* **TASK STATEMENT**:
Starting at the line that contains "the white garage", print every remaining line of the entries, unchanged, and output nothing more.

* **EXERCISE MATERIAL**:
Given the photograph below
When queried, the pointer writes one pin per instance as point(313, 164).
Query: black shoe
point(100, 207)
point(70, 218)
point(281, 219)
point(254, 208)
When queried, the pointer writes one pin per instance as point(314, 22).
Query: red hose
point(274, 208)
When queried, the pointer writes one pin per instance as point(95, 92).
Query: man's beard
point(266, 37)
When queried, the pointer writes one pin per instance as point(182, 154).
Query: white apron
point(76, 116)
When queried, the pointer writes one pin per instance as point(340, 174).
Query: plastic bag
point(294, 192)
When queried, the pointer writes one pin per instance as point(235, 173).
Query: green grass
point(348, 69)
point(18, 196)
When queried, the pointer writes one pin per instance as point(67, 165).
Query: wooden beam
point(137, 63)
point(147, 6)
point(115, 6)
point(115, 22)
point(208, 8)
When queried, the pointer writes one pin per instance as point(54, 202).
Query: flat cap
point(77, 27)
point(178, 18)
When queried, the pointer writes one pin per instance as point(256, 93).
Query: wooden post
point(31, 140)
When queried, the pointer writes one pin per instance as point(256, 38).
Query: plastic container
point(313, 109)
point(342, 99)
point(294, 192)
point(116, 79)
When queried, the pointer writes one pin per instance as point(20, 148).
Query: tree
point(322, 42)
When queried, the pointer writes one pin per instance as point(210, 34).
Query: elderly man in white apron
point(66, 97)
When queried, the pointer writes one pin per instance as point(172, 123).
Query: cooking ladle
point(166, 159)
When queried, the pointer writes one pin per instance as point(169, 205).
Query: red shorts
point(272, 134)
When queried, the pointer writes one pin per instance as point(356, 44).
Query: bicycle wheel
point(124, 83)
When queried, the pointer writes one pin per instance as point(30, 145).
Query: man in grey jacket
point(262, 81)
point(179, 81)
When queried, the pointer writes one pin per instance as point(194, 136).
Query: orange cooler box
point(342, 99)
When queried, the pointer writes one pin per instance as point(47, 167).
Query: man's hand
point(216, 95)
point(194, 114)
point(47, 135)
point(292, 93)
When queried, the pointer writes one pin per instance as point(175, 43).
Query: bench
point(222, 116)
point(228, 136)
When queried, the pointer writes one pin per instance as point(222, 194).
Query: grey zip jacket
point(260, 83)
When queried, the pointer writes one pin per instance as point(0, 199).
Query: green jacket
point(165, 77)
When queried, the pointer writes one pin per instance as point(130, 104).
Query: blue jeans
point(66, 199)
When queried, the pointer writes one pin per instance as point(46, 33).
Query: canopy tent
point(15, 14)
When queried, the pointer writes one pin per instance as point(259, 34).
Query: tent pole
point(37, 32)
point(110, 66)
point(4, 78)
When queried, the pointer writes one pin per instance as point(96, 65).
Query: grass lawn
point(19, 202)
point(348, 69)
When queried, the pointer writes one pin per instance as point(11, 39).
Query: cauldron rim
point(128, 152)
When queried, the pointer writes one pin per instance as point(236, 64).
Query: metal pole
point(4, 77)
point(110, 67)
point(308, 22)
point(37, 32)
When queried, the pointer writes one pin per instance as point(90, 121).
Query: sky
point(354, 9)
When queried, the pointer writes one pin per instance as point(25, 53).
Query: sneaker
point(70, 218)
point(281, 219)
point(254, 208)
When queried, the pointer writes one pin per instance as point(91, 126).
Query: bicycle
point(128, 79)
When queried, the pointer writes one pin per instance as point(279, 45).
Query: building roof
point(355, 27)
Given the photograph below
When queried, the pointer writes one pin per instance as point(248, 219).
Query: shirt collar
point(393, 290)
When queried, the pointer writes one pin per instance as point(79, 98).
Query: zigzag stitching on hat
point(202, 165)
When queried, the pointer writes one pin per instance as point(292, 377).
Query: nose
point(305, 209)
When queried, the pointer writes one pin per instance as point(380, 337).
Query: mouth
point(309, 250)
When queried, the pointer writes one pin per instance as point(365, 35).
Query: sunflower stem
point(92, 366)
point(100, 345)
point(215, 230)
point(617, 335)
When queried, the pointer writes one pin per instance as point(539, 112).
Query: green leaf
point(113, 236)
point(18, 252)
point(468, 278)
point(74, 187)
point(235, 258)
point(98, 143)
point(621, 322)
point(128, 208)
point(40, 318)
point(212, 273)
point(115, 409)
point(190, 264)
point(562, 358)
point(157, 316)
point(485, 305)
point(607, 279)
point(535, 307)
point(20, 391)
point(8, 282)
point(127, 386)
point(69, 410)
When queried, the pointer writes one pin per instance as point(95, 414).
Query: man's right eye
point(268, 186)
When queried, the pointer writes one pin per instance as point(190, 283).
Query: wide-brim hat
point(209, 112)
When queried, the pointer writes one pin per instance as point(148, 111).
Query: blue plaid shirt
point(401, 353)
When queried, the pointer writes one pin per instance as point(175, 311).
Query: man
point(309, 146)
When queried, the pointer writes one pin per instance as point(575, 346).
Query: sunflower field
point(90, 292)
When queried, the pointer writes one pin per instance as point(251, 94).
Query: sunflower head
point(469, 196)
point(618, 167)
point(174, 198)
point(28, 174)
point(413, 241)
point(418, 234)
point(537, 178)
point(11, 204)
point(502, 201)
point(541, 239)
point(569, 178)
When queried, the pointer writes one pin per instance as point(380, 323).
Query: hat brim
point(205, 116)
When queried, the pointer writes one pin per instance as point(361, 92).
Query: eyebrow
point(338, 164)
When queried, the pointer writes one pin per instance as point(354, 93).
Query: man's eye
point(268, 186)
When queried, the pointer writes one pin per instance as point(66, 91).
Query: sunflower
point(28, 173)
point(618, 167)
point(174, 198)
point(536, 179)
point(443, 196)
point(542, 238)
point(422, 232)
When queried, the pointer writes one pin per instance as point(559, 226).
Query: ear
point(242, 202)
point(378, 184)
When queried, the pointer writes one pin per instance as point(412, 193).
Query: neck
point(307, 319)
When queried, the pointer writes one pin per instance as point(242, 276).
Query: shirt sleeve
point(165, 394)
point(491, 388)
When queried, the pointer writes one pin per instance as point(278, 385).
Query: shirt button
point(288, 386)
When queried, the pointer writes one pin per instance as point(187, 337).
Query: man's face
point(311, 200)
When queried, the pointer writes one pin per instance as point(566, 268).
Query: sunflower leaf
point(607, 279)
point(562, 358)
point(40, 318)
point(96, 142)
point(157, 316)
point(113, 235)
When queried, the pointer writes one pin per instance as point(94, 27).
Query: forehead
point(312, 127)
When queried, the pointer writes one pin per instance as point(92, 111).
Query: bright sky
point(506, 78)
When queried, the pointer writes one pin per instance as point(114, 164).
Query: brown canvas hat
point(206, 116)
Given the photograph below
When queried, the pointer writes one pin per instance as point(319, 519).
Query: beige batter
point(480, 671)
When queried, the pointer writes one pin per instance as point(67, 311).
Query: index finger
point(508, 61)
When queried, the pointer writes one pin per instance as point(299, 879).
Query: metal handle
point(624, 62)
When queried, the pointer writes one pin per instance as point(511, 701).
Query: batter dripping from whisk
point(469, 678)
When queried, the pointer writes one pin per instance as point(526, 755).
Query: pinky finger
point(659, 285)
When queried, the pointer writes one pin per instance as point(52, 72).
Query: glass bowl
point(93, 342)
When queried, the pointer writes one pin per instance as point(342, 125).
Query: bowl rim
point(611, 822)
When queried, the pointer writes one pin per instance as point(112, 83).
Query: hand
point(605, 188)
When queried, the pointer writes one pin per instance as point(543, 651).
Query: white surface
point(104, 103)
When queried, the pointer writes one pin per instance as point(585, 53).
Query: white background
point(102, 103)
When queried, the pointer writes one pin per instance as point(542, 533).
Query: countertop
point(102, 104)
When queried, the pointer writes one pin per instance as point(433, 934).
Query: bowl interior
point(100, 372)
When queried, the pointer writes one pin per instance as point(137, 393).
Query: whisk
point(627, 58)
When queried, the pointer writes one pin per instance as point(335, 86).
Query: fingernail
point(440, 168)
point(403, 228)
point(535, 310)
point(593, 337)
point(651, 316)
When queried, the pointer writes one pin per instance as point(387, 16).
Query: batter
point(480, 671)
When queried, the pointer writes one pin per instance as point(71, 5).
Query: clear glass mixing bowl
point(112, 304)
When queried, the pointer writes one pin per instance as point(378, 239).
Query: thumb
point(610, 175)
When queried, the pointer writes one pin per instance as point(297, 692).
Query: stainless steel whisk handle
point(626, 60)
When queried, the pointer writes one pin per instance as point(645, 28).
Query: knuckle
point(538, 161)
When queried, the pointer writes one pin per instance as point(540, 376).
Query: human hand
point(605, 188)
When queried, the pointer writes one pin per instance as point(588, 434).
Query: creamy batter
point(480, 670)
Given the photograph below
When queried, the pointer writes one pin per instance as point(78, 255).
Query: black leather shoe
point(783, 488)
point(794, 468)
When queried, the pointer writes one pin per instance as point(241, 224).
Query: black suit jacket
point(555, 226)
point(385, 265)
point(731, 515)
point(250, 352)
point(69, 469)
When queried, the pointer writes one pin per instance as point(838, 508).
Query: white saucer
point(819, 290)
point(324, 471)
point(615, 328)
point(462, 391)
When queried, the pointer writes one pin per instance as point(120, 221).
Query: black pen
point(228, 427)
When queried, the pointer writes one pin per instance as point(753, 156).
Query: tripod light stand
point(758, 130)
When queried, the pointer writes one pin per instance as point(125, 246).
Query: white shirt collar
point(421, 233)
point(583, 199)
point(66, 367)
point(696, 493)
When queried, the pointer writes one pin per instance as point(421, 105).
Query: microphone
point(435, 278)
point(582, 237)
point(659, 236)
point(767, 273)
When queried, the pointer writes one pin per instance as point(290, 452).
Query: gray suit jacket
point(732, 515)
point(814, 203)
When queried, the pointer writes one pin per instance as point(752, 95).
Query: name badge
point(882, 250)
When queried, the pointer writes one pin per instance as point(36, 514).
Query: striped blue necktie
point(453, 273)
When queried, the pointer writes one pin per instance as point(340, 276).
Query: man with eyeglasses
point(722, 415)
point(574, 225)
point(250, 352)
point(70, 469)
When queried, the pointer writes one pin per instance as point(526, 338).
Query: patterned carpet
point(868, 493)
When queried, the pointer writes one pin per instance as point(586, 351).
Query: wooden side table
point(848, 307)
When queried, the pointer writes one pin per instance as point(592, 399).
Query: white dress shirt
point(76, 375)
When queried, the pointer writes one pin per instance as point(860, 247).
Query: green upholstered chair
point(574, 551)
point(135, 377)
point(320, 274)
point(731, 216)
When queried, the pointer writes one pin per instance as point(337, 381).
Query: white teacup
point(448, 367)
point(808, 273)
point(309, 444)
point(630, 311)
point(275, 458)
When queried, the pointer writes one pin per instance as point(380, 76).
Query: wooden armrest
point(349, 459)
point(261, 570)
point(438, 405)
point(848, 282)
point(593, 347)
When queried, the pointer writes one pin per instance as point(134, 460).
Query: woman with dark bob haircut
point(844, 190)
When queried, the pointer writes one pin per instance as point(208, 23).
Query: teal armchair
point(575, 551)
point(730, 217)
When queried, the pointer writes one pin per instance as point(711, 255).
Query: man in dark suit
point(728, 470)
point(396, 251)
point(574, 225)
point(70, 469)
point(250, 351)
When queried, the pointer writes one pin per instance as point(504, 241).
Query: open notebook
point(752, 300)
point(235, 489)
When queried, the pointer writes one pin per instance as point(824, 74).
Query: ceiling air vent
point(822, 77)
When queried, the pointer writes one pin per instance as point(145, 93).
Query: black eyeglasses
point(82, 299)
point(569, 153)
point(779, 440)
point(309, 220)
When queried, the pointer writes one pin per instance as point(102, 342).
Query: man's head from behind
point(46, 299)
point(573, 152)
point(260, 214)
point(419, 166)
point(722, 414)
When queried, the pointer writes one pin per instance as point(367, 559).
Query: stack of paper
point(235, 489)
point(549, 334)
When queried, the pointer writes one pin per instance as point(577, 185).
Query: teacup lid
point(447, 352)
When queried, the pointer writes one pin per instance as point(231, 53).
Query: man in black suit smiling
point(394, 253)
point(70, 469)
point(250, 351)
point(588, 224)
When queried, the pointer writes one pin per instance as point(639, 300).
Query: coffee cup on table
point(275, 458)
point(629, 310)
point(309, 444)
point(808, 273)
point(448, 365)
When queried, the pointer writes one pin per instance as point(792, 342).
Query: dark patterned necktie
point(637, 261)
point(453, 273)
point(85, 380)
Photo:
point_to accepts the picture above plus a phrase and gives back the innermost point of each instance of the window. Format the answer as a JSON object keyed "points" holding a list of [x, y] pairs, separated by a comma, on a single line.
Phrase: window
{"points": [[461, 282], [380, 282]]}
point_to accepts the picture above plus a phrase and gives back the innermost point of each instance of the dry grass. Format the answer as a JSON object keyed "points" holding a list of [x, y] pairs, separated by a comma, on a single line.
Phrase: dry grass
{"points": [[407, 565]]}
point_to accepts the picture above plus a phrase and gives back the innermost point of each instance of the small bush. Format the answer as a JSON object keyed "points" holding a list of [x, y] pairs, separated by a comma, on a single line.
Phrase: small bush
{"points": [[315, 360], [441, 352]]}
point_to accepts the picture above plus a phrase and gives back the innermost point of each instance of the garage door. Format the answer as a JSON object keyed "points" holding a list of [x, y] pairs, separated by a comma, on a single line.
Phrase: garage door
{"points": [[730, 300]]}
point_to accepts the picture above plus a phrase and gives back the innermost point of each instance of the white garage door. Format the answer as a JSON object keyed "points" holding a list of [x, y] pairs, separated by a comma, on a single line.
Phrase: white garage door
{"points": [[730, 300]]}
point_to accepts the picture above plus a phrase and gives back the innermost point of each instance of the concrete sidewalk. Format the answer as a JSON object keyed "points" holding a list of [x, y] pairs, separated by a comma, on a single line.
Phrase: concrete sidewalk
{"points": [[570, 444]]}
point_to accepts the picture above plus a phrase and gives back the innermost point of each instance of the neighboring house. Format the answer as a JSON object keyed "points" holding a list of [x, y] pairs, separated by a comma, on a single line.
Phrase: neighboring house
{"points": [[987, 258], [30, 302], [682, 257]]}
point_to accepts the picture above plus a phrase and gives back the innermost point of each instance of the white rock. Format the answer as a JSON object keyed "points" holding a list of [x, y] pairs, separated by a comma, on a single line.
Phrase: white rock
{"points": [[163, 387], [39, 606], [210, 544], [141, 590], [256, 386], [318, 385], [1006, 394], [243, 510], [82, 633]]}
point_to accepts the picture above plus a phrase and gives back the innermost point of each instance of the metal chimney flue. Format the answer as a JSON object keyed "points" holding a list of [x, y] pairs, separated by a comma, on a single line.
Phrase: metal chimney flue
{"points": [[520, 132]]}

* **SOLUTION**:
point_to accepts the picture above plus a phrase and gives back the innermost point of each instance of the white garage door. Format the answer as a JSON object keyed "points" holding a list of [x, y] pairs, separated by a comma, on a single line.
Phrase: white garage door
{"points": [[730, 300]]}
point_to accepts the picture above plus a phrase and gives back the innermost point of each instance of the concrete sidewalk. Format the answer as a JSON object keyed "points" holding a list of [x, y] pairs, separated by a comma, on a single line.
Phrase: concrete sidewalk
{"points": [[570, 444]]}
point_to accepts the picture above plus a phrase and gives back the innermost point of each instance of the neighboring house. Format the answer as a JSON object keyed "points" holding a list of [x, y] pairs, separated by a comma, on a single line.
Phrase: neighboring house
{"points": [[987, 258], [30, 302], [682, 257]]}
point_to accepts the picture above plus a phrase and gives back the innermost point of each instance of the white rock. Format the answer as a JSON object keyed "points" holding a list of [x, y] pairs, separated by a comma, on a single line.
Phrase: white rock
{"points": [[163, 387], [39, 606], [210, 544], [141, 590], [256, 386], [318, 385], [1006, 394], [243, 510], [82, 633]]}
point_to accepts the picture above plus a phrase and gives back the innermost point of each instance of the metal chimney flue. Format the answer as a JSON object keyed "points" holding a list of [x, y] pairs, separated by a comma, on a single line.
Phrase: metal chimney flue
{"points": [[520, 132]]}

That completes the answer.